— OBJECTIVE —
Count the lines in the entries below that contain the word "window", matching case exactly, and give only that number.
-- begin DATA SUPPLIED --
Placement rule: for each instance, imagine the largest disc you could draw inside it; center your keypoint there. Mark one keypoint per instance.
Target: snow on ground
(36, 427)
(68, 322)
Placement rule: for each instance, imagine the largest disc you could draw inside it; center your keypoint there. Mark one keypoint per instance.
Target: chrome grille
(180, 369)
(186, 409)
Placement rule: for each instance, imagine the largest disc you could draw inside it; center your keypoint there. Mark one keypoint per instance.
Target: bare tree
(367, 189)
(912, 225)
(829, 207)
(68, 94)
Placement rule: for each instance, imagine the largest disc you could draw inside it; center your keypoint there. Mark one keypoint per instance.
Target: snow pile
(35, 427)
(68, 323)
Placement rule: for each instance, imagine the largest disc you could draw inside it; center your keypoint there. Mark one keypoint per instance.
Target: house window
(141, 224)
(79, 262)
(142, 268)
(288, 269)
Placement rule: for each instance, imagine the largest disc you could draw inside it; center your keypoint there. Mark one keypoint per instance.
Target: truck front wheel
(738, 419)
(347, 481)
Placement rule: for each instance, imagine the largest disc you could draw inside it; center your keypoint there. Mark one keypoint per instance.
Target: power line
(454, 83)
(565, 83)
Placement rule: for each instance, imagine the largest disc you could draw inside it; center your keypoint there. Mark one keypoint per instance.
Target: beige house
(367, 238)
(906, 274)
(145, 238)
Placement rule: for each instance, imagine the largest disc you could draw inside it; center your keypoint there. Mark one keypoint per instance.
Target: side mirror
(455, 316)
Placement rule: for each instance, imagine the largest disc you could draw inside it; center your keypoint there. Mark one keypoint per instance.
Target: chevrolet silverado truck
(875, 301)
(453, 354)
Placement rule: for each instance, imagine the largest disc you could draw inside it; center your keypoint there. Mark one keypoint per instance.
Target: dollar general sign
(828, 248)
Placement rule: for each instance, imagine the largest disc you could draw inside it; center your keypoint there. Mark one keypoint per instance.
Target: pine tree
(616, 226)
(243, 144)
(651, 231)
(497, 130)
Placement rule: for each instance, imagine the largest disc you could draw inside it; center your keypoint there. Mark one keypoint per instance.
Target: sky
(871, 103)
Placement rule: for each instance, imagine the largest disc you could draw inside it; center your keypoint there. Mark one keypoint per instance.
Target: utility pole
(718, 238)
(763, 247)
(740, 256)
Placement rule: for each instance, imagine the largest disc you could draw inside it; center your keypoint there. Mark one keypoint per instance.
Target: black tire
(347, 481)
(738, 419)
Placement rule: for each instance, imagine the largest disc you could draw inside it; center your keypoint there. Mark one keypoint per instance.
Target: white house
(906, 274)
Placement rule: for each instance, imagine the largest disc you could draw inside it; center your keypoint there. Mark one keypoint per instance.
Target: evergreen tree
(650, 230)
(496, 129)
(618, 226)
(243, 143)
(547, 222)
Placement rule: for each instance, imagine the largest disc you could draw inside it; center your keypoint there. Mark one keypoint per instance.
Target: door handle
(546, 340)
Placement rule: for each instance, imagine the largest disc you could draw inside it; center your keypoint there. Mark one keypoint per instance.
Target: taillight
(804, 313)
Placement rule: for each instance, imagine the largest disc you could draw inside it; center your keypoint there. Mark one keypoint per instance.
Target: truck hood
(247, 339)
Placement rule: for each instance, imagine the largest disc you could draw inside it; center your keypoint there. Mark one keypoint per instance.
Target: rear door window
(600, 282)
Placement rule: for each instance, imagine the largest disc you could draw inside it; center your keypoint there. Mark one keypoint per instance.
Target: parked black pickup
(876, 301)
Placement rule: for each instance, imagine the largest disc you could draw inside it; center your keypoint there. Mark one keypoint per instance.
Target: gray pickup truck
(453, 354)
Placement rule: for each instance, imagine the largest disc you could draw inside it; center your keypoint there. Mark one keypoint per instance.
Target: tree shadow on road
-- end DATA SUPPLIED --
— FULL OUTPUT —
2